**What needs to be done:**
Using the text on marginal and conditional distributions, explain in one to three sentences why the marginal distribution of heights is bimodal.

**Extract:**
The conditional distribution of a variable, for example heights, is the distribution of heights given the value of another variable, for example gender. Plotting the conditional distribution of heights given gender is a way of visualizing the relationship between the 2 variables.
The marginal distribution of heights is the distribution of heights for everybody, independent of gender. Plotting the marginal distribution of heights is a way of describing the probability of occurrence of each value of the variable.
If heights was a numerical variable
The density plot below represents the marginal and conditional distributions of heights:
- The dashed curve is the marginal distribution of heights — the distribution of everybody’s heights regardless of their gender.
- The pink and blue curves are the conditional distributions:
- The pink curve is the distribution of heights given that the gender is female.
- The blue curve is the distribution of heights given that the gender is male.

The conditional distribution of males is shifted to the right which means that, on average, males are taller than females. The marginal distribution is bimodal which reflects the fact that it is the combination of the 2 conditional distributions.

**Recorded data:**
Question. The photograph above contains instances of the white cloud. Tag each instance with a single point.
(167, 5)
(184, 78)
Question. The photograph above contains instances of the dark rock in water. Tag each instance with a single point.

**Written response:**
The marginal distribution of heights is bimodal because it combines the two conditional distributions, one for females and one for males. The male distribution is shifted to the right of the female one, so the combined curve of everyone's heights has two peaks.